_Document segment_.
━━━━━━━━

After more than two decades of starts and stops, the long-planned redevelopment of the vacant Lathrop Homes along the North Branch of the Chicago River is finally set to move. City and housing officials say the shuttered south side of the campus, scarred by boarded windows and graffiti, will get a mix of restored rowhouses and new construction. The decision follows a series of funding votes and agency approvals that local advocates have spent years both pushing for and protesting.

CHA signs off on Phase 1C

At its January meeting, the Chicago Housing Authority Board of Commissioners approved an additional $4 million in CHA loan funds to complete Phase 1C of the Lathrop redevelopment, which the agency says will deliver 309 new and renovated mixed-income rental units across seven preserved buildings and one new construction building, according to the Chicago Housing Authority. The agency said rising construction costs created a financing gap and that financial closing and construction are anticipated in the summer of 2026. So far, the multi-phase project has restored nearly 488 units and returned 179 CHA subsidized homes to the campus, the agency adds.

━━━━━━━━

_Supplied data_.
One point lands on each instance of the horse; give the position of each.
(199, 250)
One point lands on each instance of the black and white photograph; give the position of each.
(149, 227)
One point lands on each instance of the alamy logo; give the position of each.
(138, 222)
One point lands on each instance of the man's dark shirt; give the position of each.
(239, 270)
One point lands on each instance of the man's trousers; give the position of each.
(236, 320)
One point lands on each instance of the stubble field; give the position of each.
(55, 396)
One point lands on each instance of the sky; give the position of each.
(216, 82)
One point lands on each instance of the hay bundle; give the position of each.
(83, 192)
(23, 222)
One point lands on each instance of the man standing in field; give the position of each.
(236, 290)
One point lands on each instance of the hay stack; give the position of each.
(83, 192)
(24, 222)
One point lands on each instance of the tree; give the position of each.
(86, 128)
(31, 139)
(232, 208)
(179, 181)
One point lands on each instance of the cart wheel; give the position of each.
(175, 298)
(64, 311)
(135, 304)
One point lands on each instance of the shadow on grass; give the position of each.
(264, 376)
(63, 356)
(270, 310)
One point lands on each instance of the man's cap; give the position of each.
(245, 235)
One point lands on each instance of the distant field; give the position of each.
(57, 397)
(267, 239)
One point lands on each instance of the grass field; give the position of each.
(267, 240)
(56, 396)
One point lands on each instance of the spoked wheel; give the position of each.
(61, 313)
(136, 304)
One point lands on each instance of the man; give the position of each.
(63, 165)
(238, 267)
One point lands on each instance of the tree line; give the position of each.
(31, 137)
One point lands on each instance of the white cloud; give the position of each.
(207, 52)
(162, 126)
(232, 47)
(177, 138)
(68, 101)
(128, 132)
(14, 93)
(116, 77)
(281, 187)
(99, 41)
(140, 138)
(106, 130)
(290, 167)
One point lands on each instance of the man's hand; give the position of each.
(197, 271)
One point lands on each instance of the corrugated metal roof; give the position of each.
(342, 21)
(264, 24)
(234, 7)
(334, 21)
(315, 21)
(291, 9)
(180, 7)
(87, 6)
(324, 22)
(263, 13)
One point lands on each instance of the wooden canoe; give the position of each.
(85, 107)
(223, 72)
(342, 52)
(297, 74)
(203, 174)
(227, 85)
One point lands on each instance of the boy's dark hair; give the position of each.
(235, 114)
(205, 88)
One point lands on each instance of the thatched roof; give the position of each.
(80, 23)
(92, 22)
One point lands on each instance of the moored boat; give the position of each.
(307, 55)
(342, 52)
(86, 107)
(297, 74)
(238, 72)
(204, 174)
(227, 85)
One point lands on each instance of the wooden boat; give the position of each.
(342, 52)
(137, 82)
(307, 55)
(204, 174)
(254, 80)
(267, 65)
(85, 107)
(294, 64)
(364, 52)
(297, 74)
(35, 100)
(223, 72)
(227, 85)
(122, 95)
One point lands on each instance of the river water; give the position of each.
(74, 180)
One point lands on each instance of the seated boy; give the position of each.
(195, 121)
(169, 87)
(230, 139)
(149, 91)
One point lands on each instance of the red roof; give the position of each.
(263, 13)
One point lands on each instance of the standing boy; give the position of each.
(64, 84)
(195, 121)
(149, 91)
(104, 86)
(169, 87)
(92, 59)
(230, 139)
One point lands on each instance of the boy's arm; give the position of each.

━━━━━━━━

_Task brief_. Rewrite the Lathrop Homes passage with "CHA" changed to "Housing Authority" everywhere it appears. Begin at the words "CHA signs off" and stop after "the agency adds.".

_Written response_.
Housing Authority signs off on Phase 1C

At its January meeting, the Chicago Housing Authority Board of Commissioners approved an additional $4 million in Housing Authority loan funds to complete Phase 1C of the Lathrop redevelopment, which the agency says will deliver 309 new and renovated mixed-income rental units across seven preserved buildings and one new construction building, according to the Chicago Housing Authority. The agency said rising construction costs created a financing gap and that financial closing and construction are anticipated in the summer of 2026. So far, the multi-phase project has restored nearly 488 units and returned 179 Housing Authority subsidized homes to the campus, the agency adds.